### EXCERPTED TEXT
---*---

How to write custom binary file handler in c++ with serialisation of custom objects?

Question

I have some structures I want to serialise and deserialise to be able to pass them from program to program (as a save file), and to be manipulated by other programs (make minor changes....).

I've read through:

Document that describes isocpp serialisation explanation
SO questions that show how to read blocks
SO question how to reading and writing binary files
Benchmarking different file handlers speed and reliance
Serialisation "intro"

But I didn't found anywhere how to pass that step from having some class or struct to serialised structure that you can then read, write, manipulate... be it singular (1 structure per file) to in sequence (multiple lists of multiple structure types per file).

How to write custom binary file handler in c++ with serialisation of custom objects ?

you would need more than a year or two to reimplement what boost can offer you for de/serialization, just saying... — 463035818_is_not_a_number, Aug 27 '19 at 09:38
If you don't care about portability and backwards compatibility then you can just cast ([POD](https://stackoverflow.com/questions/146452/what-are-pod-types-in-c)) structures to `char*` and write them to a file, otherwise use boost serialisation, google protobuf etc. — Alan Birtles, Aug 27 '19 at 09:49
Technically, `static_cast(&some_data_obj)` is legal way for "serialization", yielding pointer to array of bytes with length `sizeof(some_data)` - but it does not address complexity of the task, e.g. endianness, reference/pointers as members, containers, (and few others I have never met). This approach in Python world is called `pickling` (https://pythontips.com/2013/08/02/what-is-pickle-in-python/). But it all depends what are your needs, how serialized data will be used? (only on the same machine?) — R2RT, Aug 27 '19 at 09:49
@formerlyknownas_463035818 you are missing the point. This isn't `boost vs anything` question. This is question of serialisation. Please stick to the topic. — Danilo, Aug 27 '19 at 09:56
btw, just in case... c++ doesnt have classes and structs, it has classes that can be declared with either of the two keywords `struct` or `class` — 463035818_is_not_a_number, Aug 27 '19 at 10:05
true, but there are two keywords. I am maximising searching options. — Danilo, Aug 27 '19 at 10:08
I just realized that you linked SO Q/As only. May be, this is interesting as well (non-SO): [C++ FAQ: Serialization and Unserialization](https://isocpp.org/wiki/faq/serialization). — Scheff's Cat, Aug 27 '19 at 10:59
from above: your questions reads as if you want to de/serialize classes in all generality, but from your comment I understand that you need it only for one specific type. Which is it? — 463035818_is_not_a_number, Aug 27 '19 at 12:38
good observation. Specific type, preferably. I wanted to share how can users serialise their data, whatever they have. To give an set of tools that they can use, depending on their own data. So perhaps to add `specialised custom structured binary data` ? — Danilo, Aug 27 '19 at 12:40
but your answer can only store a `zoo` to file, if you wanted to store a `supermarket` to file you would basically have to rewrite most of it, no? — 463035818_is_not_a_number, Aug 27 '19 at 12:42
Let us [continue this discussion in chat](https://chat.stackoverflow.com/rooms/198533/discussion-between-danilo-and-formerlyknownas-463035818). — Danilo, Aug 27 '19 at 12:42

score -1 · Accepted Answer · edited Jul 06 '20 at 12:02

Before we start

Most of new users aren't familiar with different data types in C++ and often use plain int, char and etc in their code. To successfully do serialisation, one needs to thoroughly think about their data types. Therefore these are your first steps if you have an int lying down somewhere.

---*---

### EXTRACTED ENTRIES
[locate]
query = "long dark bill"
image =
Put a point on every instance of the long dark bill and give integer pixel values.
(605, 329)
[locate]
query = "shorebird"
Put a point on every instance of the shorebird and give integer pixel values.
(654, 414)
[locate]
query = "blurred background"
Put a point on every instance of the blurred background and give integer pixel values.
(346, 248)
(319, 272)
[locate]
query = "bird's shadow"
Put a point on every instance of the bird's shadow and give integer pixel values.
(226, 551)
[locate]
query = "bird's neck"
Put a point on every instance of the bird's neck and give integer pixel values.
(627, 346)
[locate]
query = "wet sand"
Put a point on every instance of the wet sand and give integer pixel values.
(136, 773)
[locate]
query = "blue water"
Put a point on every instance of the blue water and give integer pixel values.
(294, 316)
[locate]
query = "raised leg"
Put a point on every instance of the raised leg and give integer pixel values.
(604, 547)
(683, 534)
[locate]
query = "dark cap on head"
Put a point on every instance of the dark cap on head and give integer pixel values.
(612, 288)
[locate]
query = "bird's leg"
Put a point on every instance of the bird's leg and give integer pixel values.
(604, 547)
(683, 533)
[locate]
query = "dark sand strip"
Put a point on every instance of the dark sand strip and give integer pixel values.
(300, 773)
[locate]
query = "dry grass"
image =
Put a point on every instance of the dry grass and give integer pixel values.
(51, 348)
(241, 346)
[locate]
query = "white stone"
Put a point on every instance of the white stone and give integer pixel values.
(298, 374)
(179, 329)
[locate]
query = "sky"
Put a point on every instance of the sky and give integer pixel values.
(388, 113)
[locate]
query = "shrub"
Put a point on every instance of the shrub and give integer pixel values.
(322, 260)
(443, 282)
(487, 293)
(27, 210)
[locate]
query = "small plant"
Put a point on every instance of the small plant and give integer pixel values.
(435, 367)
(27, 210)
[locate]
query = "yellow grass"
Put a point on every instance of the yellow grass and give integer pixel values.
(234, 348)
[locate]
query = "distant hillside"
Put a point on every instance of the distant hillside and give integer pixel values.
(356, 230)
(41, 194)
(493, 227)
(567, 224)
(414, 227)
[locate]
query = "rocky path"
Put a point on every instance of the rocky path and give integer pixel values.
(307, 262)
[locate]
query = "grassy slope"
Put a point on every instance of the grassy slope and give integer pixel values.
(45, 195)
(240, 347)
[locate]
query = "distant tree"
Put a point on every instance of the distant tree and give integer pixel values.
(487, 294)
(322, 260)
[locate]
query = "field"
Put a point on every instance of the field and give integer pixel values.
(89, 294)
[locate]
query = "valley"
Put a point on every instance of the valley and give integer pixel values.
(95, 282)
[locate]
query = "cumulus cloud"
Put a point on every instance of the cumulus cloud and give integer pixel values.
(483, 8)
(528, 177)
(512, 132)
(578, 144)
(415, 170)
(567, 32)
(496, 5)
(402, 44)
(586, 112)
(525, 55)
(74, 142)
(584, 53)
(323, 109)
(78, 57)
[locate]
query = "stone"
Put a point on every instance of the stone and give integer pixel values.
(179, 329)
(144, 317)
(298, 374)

---*---

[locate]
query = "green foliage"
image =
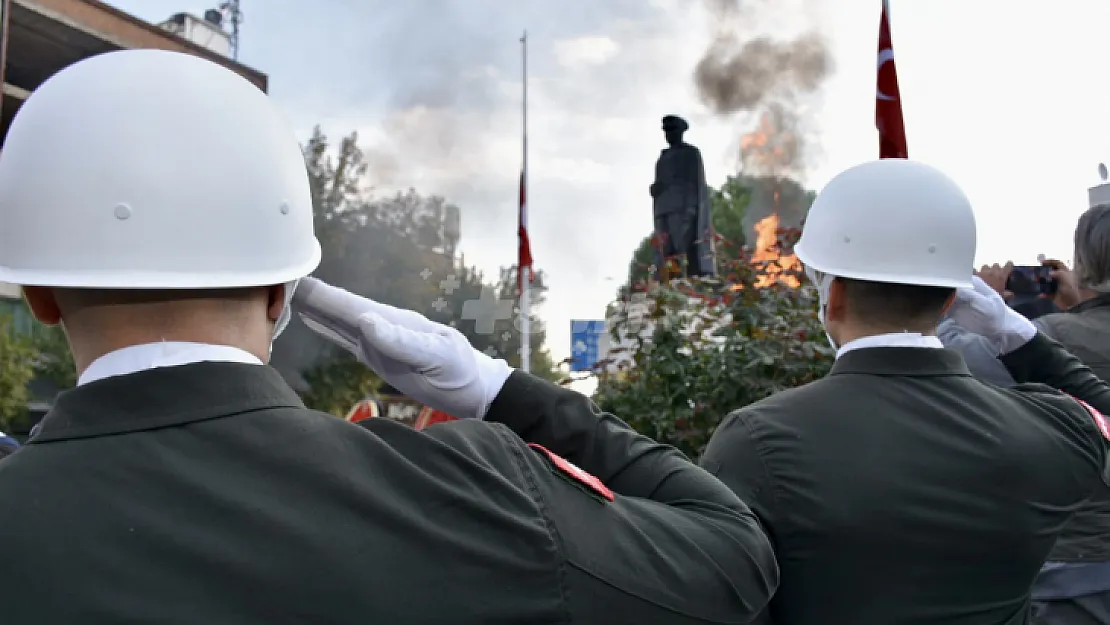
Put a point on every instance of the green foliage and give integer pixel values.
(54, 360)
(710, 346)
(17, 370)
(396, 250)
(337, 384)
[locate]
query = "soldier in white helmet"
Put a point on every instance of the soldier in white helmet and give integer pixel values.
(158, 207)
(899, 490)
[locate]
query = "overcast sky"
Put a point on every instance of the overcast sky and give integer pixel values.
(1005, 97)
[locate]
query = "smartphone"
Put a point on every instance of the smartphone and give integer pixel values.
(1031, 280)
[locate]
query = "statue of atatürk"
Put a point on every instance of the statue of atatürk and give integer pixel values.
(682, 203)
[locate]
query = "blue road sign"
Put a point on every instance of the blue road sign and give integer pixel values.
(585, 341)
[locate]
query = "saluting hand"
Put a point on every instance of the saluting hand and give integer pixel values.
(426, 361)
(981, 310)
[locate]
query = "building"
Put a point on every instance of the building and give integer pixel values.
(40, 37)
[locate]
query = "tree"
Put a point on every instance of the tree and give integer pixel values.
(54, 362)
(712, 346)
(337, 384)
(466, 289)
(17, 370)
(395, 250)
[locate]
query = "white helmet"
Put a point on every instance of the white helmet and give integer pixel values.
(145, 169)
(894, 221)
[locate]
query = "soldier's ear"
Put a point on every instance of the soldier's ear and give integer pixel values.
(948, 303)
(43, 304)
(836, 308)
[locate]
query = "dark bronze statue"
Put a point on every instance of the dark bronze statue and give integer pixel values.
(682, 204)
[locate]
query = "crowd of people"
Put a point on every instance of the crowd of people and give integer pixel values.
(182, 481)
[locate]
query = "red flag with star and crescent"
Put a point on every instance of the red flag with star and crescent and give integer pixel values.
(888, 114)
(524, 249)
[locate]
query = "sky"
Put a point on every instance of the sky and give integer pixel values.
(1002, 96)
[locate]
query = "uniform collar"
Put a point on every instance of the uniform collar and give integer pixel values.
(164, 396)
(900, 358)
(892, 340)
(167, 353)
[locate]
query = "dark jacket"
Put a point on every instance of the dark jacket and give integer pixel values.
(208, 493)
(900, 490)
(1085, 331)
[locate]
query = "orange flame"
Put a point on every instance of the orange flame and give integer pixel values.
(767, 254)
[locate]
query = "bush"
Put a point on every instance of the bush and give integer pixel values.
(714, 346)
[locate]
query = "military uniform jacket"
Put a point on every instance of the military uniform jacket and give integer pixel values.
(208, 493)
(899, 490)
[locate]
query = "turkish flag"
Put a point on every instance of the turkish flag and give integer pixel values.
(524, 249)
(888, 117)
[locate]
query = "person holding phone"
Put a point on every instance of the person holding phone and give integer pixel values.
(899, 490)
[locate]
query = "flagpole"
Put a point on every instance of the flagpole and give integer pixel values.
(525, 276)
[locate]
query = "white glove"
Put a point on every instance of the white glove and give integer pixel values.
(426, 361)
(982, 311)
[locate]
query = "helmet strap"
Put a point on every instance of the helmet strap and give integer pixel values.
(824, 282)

---*---

### TO DO
Continue the forum thread about writing a custom binary file handler with serialization of custom objects in C++, picking up right after its final sentence.

### ANSWER TO THIS TASK
Know your data
- What is maximum value that variable should hold?
- Can it be negative?
Limit your data
- Implement decisions from above
- Limit amount of objects your file can hold.

Know your data

If you have an struct or a class with some data as:

struct cat {
    int weight = 0; // In kg (pounds)
    int length = 0; // In cm (or feet)
    std::string voice = "meow.mp3";
    cat() {}
    cat(int weight, int length): weight(weight), length(length) {}
}

Can your cat really weight around 255 kg (maximum size for the 1 byte integer)? Can it be as long as 255 cm (2.5 m)? Does the voice of your cat change with every object of cat?

Objects that don't change should be declared static, and you should limit your object size to best fit your needs. So in these examples answers to the questions above is no.

So our cat struct now looks like this:

struct cat {
    uint8_t weight = 0; // Non negative 8 bit (1 byte) integer (or unsigned char)
    uint8_t length = 0; // Same for length
    static std::string voice;
    cat() {}
    cat(uint8_t w, uint8_t l):weight(w), length(l) {}
};
static cat::voice = std::string("meow.mp3");

Files are written byte by byte (often as character sets) and your data can vary so you need to presume or limit maximum value your data can handle.

But not every project (or structure) is the same, so let's talk about differences of your code data and binary structured data. When thinking about serialisation you need to think in this manner "what is bare minimum of data that this structure needs to be unique?".

For our cat object, it can represent anything beside:

tigers: max 390 kg, and 340 cm
lions : max 315 kg, and 365 cm

Anything else is eligable. So you can influence your "meow.mp3" depending on the size and weight, and then most important data that makes a cat unique is its length and weight. Those are data we need to save to our file.

Limit your data

The largest zoo in the world has 5000 animals and 700 species, which means that in average each species in the zoo contains a population around 10 per species. Which means that per our species of cat we can store maximum of 1 byte worth of cats and don't fear that it will go over it.

So it is safe to assume that our zoo project should hold up to 200 elements per species. This leaves us with two different byte sized data, so our serialised data for our struct is maximum two bytes.

Approach to serialisation

Constructing our cat block

For starters, this is the great way to start. It helps you approach custom serialisation with the right foundation. Now all that is left is to define a structured binary format. For that we need a way to recognise if our two bytes are part of the cat or some other structure, which it can be done with same type collection (every two bytes are cats) or by an identifier.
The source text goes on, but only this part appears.